● Directions
Reproduce the part of the listing that opens with the line containing "find each multi-spoke" and closes with the line containing "[0,422,736,920]", including both of those lines and leaving the requests unchanged. Multiply every bounding box coordinate in that part by 0.55 and round each result to a whole number, rounding halves up.

───── Exercise input

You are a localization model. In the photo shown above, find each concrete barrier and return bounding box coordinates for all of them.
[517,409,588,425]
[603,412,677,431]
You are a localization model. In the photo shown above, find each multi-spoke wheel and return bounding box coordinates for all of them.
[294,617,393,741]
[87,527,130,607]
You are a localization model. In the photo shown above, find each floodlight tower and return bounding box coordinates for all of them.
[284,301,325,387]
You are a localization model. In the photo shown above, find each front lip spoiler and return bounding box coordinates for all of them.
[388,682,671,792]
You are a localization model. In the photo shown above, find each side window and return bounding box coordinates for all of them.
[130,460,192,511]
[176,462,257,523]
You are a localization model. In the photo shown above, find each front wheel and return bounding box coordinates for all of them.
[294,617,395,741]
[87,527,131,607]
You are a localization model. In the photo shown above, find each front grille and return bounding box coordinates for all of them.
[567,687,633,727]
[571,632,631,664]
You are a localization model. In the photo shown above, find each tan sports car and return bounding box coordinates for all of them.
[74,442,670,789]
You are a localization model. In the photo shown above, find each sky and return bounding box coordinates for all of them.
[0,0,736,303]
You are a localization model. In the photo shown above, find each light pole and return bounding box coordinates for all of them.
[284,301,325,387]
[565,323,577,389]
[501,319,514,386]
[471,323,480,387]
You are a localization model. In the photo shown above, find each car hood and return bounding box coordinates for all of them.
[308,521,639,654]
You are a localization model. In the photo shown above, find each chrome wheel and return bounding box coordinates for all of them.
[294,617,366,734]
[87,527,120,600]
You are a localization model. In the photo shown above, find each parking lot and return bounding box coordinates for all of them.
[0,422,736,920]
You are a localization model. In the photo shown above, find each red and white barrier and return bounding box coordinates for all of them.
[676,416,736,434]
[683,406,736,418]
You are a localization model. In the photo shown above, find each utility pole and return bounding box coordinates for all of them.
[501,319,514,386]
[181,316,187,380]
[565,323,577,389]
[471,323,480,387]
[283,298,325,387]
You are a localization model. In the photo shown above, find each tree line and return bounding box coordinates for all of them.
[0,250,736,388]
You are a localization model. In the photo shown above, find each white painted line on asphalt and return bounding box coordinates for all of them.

──────────

● Solution below
You are a localization model. In the photo shown above, find each multi-spoke wheel and return bounding box coordinates for all of them.
[162,339,216,408]
[48,290,72,334]
You are a localization model. In the photo shown above, find each floodlight tower and return bounding box coordinates for all of them.
[156,166,179,213]
You are a localization model. In the photo shown above, find each front lip spoiler and return bounding box coordinates for all of them.
[213,375,369,436]
You are a localization model. In the photo shown above, find each side window and return bounding box coordinates for all of them.
[72,253,106,281]
[97,254,141,288]
You are a localization model. In the photo shown above, find each front wheel and return bounding box coordinates for all of them.
[162,339,217,408]
[48,290,72,334]
You are a localization model. In the photo shown above, find each front grille and return bounding box coordinates for all of them.
[312,378,348,400]
[314,348,347,365]
You are a localization model. In the photo shown above, find each tan sports car and return bounding box coordinates for all of them.
[41,243,369,434]
You are a localization model. In the photo shown above, find each sky and return bounding box coordinates for all of them.
[0,0,405,167]
You are a localization model. In the photo shown above, find each light pole and return bounding box coordinates for all of them.
[156,166,179,213]
[311,178,317,214]
[276,175,283,212]
[259,178,264,213]
You are a localization model. In the photo shown above, find each car hood and return bounding box coordinates for all of them.
[169,287,351,360]
You are a localization model. In the photo shown above, find each chrome wheel and return bounding box coordinates for all of them.
[162,339,201,404]
[48,290,66,330]
You are a localization model. In the photo shown above, find each parking lot and return bounding box coordinates for all of them.
[0,232,405,506]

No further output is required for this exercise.